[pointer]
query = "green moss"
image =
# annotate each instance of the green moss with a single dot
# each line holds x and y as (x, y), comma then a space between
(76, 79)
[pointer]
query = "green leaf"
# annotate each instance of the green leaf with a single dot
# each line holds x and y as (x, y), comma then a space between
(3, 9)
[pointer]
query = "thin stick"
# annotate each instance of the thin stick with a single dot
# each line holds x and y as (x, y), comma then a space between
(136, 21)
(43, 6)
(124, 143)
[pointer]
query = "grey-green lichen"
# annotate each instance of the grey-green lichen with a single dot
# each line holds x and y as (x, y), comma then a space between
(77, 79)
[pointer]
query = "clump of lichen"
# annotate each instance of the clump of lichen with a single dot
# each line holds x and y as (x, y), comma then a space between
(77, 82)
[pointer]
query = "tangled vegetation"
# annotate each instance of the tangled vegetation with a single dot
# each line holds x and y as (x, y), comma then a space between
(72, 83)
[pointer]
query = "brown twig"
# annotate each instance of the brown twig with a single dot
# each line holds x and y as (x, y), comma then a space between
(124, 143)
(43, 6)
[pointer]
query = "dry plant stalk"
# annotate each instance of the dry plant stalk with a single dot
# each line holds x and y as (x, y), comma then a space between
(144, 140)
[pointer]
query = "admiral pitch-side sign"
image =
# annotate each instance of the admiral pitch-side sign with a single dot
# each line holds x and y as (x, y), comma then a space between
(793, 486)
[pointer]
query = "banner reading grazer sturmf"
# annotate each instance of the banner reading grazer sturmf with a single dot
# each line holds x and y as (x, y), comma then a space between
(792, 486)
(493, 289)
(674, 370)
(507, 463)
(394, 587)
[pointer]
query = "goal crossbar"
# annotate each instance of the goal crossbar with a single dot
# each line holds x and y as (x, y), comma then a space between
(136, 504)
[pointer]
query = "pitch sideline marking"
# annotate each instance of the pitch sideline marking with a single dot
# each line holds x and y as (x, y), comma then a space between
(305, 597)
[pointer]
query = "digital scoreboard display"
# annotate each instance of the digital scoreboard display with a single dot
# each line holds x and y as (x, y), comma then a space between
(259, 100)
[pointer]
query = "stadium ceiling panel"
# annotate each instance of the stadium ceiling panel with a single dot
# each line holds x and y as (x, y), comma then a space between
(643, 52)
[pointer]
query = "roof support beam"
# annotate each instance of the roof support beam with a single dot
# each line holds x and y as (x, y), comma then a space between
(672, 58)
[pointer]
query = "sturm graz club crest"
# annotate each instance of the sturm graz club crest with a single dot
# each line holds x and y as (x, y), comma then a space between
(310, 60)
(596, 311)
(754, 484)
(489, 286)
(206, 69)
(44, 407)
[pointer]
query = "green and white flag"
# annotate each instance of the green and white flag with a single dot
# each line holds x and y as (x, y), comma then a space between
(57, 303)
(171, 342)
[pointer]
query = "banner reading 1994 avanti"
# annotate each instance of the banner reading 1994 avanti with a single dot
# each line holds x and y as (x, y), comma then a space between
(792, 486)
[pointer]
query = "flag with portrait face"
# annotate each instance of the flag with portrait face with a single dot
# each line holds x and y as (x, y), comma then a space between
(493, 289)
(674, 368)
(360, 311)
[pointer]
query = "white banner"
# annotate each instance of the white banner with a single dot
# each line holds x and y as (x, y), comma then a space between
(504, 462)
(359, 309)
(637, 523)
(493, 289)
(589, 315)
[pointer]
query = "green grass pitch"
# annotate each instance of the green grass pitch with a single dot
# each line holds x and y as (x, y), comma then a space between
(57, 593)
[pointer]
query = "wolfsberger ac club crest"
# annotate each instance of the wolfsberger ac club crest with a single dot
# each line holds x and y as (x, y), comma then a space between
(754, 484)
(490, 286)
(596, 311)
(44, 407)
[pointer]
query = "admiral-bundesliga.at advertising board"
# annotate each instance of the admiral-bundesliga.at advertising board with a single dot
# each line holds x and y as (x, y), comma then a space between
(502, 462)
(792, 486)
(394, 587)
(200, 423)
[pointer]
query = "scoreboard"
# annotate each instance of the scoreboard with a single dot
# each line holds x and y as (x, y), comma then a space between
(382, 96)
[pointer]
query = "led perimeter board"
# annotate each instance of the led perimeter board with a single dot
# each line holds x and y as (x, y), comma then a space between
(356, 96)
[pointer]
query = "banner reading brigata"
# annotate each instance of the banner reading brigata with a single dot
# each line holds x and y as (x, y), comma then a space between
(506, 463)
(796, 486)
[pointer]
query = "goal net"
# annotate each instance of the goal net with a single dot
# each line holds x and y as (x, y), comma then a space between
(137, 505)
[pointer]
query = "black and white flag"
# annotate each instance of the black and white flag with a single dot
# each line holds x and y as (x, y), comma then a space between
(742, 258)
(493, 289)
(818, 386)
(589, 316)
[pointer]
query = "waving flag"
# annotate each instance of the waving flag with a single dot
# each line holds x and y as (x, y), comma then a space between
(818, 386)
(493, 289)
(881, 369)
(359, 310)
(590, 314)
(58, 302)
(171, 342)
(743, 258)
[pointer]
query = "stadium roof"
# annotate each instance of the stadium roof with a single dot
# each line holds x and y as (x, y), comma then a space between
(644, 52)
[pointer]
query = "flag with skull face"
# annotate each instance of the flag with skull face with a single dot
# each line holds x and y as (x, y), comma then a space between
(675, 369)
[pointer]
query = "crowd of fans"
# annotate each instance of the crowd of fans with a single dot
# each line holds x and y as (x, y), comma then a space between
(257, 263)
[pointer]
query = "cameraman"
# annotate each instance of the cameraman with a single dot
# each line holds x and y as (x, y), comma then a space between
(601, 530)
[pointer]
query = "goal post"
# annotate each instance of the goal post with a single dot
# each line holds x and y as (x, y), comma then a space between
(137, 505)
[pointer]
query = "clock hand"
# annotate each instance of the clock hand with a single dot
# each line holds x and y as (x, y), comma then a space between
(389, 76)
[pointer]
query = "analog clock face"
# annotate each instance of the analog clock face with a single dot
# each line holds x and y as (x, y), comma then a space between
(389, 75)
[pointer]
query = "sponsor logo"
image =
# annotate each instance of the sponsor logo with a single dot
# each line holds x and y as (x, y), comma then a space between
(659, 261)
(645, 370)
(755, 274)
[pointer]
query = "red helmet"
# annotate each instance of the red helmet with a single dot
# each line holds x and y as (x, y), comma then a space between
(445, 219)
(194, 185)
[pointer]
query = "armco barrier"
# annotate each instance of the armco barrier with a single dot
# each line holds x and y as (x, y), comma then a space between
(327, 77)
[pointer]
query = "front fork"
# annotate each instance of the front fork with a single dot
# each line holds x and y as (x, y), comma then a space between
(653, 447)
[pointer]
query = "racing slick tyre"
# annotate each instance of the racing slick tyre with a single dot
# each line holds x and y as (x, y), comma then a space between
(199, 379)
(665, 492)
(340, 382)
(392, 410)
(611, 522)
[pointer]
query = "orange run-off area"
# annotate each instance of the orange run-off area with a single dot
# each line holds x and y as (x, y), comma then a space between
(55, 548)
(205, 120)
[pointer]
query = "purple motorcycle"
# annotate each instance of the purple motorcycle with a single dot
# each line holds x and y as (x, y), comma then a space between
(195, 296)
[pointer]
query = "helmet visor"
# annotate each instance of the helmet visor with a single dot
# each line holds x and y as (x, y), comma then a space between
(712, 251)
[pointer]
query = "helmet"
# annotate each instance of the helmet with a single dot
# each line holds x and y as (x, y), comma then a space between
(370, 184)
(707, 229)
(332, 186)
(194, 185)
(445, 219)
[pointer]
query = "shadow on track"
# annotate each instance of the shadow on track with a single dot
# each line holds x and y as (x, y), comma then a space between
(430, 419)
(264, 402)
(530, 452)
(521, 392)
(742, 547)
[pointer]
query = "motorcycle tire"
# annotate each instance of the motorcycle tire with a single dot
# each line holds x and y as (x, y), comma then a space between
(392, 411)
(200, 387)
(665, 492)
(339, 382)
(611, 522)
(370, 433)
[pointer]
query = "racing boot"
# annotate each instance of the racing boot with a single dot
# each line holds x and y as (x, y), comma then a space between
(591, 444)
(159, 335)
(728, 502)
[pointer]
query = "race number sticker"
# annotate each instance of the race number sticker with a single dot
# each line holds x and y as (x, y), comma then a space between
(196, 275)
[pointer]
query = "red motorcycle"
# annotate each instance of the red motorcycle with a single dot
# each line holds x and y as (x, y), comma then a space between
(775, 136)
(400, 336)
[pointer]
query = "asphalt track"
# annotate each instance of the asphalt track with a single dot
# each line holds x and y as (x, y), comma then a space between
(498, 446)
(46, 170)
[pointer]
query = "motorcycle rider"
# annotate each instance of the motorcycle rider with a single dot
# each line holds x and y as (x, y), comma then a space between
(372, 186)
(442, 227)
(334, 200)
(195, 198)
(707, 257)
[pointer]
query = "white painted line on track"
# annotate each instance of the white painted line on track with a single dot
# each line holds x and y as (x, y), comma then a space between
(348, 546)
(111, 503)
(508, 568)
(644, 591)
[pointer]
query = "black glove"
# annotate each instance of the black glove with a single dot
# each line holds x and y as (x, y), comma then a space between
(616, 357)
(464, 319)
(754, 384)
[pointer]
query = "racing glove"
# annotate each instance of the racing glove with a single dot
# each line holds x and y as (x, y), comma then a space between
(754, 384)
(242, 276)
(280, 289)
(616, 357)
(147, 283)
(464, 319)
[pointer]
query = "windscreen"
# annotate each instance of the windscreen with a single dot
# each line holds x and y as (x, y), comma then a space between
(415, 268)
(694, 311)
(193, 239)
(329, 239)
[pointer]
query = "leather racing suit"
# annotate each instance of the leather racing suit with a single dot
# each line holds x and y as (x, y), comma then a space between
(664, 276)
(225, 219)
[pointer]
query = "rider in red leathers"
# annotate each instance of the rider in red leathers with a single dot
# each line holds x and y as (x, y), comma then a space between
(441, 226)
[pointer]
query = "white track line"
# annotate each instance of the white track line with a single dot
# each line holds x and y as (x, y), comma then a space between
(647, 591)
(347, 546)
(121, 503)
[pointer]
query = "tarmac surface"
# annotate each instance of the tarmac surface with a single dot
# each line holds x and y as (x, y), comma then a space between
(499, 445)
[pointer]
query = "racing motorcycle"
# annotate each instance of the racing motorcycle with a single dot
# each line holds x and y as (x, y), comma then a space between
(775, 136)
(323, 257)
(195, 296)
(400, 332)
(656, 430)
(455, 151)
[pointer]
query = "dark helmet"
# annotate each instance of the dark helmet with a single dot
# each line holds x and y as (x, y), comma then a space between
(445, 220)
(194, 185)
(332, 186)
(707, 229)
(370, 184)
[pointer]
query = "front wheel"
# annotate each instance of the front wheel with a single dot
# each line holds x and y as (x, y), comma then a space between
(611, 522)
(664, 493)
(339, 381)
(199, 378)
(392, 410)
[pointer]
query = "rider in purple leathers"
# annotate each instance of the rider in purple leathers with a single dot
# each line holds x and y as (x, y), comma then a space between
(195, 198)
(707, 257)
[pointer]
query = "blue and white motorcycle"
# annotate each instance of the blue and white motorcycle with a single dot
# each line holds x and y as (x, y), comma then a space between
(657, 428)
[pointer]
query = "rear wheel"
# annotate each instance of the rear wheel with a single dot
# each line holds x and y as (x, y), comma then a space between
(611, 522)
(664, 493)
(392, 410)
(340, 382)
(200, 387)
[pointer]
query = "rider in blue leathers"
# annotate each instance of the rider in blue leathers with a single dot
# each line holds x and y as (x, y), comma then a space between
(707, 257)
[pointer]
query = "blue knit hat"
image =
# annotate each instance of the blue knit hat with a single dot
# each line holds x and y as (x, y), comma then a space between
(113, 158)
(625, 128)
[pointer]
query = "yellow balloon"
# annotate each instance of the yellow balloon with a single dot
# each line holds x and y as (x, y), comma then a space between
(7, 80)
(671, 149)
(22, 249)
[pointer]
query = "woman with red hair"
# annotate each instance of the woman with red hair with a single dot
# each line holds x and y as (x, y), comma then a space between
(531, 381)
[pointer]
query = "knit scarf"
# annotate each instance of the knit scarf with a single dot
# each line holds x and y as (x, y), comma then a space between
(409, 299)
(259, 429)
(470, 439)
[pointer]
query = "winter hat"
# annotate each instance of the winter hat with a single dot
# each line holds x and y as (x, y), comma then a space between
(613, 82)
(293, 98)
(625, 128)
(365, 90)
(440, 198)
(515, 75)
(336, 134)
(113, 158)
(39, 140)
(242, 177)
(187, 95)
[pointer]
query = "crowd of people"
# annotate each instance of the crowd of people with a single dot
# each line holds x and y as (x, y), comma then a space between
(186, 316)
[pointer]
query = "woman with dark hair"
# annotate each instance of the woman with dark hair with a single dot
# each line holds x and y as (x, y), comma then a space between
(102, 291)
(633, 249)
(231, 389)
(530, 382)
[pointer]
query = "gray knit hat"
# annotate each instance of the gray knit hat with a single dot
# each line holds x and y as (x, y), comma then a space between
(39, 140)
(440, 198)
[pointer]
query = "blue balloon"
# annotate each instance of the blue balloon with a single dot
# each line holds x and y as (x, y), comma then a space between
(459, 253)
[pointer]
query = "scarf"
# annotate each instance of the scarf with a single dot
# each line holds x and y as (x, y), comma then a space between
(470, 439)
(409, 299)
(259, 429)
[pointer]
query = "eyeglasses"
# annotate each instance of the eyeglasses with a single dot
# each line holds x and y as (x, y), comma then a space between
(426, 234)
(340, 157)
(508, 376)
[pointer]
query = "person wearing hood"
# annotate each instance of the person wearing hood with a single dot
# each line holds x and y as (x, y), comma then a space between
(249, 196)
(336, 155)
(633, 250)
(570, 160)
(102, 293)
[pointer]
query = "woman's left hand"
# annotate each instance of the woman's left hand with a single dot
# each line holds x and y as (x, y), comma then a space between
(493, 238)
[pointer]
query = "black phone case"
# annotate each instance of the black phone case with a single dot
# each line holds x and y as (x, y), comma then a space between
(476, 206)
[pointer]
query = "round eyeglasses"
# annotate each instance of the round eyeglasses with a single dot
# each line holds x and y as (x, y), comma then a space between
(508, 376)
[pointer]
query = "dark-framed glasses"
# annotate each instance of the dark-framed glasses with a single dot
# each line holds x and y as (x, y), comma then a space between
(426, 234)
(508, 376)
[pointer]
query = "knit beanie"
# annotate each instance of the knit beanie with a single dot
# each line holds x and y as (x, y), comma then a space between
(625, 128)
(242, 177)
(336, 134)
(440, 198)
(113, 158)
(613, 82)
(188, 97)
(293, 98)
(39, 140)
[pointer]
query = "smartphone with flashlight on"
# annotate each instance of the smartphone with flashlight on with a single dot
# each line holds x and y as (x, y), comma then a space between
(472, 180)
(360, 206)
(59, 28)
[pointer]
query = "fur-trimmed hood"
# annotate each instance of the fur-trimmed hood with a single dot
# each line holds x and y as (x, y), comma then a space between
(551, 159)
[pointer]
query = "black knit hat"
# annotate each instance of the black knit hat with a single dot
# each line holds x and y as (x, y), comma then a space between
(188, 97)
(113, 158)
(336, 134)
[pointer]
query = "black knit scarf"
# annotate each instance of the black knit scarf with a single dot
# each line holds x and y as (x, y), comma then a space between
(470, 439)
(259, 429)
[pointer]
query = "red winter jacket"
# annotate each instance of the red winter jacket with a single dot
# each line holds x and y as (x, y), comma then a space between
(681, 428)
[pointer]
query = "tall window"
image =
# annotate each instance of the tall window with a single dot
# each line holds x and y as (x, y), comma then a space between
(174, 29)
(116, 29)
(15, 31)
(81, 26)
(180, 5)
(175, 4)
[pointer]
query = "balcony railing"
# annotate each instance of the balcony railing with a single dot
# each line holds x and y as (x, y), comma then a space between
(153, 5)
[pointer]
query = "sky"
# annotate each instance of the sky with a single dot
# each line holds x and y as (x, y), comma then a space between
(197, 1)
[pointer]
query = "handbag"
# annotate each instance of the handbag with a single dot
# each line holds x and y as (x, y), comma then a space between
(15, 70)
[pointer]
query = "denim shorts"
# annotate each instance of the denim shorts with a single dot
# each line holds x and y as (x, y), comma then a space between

----------------------------------------

*TASK INSTRUCTIONS:*
List every line from the rows above that contains the word "tangled". Case counts.

*SOLUTION FOR THIS PROBLEM:*
query = "tangled vegetation"
# annotate each instance of the tangled vegetation with a single dot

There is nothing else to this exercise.